§ **Görev Tanımı**
Pakistan'daki sefalete dair metne göre aşağıdaki soruları yanıtlayın.
1. İmtiyazlı kişi kimi şeyleri hangi hâl üzerinden tecrübe edip keyfini çıkartabilir?
2. Halkın fukaralığının delili olarak ne gösterilir?
3. Laal adının karşılığı olarak köşeli parantez içinde hangi kelime verilir?

§ **Okuma Metni**
-=-=-=-=-
Pakistan’daki
toplumsal ve ekonomik sefalet karşısında insanın gurur duyacağı bir şey bulması
imkânsız. Ama imtiyazlı bir kişi, kendince gururlanacağı bir şeyleri elbette ki
bulabilir. İmtiyazlı kişi, sefaletin ve açlığın zincirlerinden muaf olma hâli
üzerinden, kimi şeyleri tecrübe edip bunların keyfini de çıkartabilir. Ancak
Pakistan halkının büyük bir çoğunluğu, gerçekte bu tarz imtiyazlardan tümüyle
mahrumdur. Halkın çok büyük bir bölümünün hiçbir şeyi yoktur, önemli bir kısmı
kıt kanaat geçinmektedir, iflasın eşiğinde durmaktadır ve paryalaşıp
zincirlenmiştir. Bu ülkede kimse, halkın o fakir ruhlarını nasıl idame
ettirdiğini sormaz bile. Mevcut fizikî mahrumiyet, bu halkın fukaralığının
delilidir. İşte Laal [“Kızıl”] müzik grubunun şarkılarında dil bulan halk, bu
halktır.
-=-=-=-=-
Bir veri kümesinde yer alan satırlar

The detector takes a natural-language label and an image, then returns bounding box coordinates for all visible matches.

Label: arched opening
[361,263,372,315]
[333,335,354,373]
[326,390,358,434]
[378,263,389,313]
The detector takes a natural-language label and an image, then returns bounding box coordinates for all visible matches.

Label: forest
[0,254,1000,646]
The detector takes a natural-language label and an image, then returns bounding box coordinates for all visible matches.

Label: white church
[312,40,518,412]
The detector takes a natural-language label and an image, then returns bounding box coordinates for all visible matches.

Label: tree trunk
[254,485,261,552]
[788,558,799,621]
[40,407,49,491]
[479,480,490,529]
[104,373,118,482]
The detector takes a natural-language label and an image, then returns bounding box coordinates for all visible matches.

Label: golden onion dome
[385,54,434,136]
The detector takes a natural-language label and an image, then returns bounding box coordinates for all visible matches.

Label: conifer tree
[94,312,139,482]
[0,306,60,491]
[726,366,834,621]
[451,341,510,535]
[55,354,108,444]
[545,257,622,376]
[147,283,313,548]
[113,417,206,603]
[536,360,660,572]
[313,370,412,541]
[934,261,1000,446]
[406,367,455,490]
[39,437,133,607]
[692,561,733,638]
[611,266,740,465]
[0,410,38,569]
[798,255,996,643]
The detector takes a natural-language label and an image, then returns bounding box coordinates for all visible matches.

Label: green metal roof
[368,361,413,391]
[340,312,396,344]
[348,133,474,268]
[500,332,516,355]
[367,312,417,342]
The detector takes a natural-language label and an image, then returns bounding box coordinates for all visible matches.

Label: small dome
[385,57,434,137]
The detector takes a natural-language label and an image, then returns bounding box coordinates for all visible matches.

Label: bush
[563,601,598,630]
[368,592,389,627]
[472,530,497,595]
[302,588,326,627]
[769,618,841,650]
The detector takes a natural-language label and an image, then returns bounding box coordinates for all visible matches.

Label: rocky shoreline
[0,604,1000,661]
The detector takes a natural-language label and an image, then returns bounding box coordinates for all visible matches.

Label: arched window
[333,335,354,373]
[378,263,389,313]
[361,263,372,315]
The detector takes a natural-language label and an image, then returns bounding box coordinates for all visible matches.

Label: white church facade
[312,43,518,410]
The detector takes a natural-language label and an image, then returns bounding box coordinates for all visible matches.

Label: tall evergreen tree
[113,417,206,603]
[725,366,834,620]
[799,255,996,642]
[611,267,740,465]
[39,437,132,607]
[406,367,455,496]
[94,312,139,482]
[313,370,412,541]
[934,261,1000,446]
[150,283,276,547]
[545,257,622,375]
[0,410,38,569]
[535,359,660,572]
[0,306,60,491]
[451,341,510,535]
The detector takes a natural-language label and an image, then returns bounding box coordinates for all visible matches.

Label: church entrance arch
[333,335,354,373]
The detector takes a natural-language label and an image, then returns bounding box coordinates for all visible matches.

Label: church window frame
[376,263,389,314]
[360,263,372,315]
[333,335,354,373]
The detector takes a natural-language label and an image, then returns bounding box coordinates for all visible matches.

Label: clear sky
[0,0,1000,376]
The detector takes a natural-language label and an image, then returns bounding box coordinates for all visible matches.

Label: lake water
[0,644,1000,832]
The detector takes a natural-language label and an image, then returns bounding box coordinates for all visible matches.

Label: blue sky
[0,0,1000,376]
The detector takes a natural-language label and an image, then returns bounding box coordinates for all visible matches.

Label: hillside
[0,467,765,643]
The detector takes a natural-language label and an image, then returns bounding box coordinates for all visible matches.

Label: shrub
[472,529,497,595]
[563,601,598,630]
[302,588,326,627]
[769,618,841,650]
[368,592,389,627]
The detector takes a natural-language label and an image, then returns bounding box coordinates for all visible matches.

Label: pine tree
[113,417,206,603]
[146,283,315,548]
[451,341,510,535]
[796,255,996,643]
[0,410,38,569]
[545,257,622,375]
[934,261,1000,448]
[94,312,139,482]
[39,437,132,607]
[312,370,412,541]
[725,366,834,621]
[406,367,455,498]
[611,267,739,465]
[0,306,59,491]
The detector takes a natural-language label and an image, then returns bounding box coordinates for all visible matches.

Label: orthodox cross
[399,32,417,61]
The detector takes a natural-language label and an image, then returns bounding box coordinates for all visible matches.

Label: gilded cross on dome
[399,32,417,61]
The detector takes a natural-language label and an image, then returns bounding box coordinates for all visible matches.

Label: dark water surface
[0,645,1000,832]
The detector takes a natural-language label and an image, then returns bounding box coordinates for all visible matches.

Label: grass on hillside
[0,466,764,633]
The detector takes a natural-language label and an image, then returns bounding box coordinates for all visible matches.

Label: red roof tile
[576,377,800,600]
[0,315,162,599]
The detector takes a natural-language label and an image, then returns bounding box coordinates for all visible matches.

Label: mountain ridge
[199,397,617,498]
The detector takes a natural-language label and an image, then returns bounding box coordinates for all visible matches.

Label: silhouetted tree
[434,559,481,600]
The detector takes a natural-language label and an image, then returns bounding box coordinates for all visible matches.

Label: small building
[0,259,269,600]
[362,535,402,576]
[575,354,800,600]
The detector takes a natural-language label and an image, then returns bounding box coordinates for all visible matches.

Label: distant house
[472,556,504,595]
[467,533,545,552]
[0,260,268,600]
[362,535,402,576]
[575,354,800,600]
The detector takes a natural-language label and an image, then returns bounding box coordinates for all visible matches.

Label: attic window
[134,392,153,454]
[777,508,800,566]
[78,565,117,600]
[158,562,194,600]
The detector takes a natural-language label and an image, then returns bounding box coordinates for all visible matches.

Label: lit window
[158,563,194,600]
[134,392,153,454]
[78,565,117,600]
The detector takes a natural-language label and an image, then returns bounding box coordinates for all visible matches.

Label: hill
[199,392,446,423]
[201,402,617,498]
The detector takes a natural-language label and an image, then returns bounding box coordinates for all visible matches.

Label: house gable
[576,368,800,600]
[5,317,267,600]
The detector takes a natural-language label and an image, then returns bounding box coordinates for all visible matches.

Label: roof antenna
-=-=-=-=-
§ **Görev Sonucu**
1. İmtiyazlı kişi bunu sefaletin ve açlığın zincirlerinden muaf olma hâli üzerinden yapabilir.
2. Mevcut fizikî mahrumiyet, halkın fukaralığının delili olarak gösterilir.
3. Köşeli parantez içinde "Kızıl" kelimesi verilir.